* **Instrukcja wykonania**: Przepisz jako listę JSON napisów wiersze rekordów od wiersza zawierającego „segment bare ground patch, each instance” do końca rekordów, oba krańce włącznie. Każdy wiersz ma być osobnym napisem, a puste wiersze należy pominąć.

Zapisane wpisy
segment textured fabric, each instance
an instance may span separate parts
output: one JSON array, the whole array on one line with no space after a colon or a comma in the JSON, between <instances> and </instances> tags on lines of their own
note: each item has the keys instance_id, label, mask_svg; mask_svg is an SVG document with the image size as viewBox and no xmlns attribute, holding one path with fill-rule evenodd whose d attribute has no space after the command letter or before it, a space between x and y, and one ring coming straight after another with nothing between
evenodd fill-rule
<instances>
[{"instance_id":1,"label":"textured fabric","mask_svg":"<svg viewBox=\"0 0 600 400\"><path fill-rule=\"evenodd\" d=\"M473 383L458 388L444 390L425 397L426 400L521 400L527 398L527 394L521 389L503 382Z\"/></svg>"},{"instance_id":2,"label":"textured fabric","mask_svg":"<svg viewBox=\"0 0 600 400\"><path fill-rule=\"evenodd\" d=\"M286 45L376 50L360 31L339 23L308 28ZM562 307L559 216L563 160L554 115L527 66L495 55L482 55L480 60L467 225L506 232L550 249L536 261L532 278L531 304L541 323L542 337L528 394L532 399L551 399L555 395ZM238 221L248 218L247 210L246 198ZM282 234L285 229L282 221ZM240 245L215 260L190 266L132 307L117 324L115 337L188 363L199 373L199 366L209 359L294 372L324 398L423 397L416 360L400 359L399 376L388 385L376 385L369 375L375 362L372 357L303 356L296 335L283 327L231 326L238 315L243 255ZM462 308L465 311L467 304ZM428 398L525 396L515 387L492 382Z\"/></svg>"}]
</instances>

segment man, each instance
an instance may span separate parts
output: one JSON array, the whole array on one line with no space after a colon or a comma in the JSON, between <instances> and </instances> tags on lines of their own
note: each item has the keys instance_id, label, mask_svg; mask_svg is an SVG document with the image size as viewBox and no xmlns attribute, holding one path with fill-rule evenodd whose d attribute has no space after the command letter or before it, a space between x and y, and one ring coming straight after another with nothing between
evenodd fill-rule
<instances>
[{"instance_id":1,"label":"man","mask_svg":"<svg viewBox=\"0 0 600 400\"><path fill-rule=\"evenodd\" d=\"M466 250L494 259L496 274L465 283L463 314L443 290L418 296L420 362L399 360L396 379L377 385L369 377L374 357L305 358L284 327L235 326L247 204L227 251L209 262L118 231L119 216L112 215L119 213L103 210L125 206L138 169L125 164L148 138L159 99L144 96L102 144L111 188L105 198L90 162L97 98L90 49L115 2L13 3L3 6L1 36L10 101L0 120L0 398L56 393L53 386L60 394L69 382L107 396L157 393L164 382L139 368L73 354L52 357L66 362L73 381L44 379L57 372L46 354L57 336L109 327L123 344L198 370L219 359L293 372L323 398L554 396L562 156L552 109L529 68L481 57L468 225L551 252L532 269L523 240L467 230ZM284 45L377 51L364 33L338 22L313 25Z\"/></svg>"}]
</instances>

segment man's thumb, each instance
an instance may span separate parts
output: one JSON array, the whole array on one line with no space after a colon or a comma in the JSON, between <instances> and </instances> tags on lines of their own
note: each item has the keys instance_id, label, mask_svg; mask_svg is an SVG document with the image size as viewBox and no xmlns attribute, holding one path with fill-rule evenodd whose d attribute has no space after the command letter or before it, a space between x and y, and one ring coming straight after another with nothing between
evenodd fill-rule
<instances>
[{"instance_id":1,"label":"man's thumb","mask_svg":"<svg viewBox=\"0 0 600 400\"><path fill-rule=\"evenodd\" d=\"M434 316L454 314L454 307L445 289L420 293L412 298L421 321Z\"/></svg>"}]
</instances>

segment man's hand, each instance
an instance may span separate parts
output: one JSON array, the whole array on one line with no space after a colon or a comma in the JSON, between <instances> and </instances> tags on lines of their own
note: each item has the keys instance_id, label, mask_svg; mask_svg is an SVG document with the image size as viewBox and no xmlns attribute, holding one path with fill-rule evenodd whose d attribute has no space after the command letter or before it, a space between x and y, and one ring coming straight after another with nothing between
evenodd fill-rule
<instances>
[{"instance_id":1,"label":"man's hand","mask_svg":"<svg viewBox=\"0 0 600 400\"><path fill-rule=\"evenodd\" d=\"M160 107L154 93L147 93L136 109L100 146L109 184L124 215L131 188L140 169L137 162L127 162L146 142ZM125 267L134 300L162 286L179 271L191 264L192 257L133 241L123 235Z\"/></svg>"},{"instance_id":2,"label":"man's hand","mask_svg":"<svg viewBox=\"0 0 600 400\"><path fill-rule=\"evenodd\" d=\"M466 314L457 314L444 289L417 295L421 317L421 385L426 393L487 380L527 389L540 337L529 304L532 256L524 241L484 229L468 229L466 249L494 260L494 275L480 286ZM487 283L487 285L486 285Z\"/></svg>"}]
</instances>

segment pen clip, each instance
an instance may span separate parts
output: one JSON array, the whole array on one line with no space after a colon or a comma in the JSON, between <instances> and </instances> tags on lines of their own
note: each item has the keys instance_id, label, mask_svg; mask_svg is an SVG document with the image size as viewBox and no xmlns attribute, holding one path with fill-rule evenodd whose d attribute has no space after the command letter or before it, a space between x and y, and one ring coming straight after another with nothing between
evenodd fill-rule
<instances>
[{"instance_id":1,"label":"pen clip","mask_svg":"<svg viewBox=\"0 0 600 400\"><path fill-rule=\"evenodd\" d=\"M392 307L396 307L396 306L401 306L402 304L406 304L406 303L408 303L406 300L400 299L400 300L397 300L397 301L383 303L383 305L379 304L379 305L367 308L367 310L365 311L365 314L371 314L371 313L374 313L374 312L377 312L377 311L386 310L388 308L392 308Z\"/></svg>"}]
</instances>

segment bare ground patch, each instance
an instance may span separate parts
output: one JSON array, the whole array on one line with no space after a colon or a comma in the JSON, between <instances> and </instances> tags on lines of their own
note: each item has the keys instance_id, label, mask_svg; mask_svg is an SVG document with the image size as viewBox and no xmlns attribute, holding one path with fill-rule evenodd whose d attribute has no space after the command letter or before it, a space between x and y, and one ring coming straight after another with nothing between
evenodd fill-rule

* **Odpowiedź pisemna**:
[
  "segment bare ground patch, each instance",
  "an instance may span separate parts",
  "output: one JSON array, the whole array on one line with no space after a colon or a comma in the JSON, between <instances> and </instances> tags on lines of their own",
  "note: each item has the keys instance_id, label, mask_svg; mask_svg is an SVG document with the image size as viewBox and no xmlns attribute, holding one path with fill-rule evenodd whose d attribute has no space after the command letter or before it, a space between x and y, and one ring coming straight after another with nothing between",
  "evenodd fill-rule"
]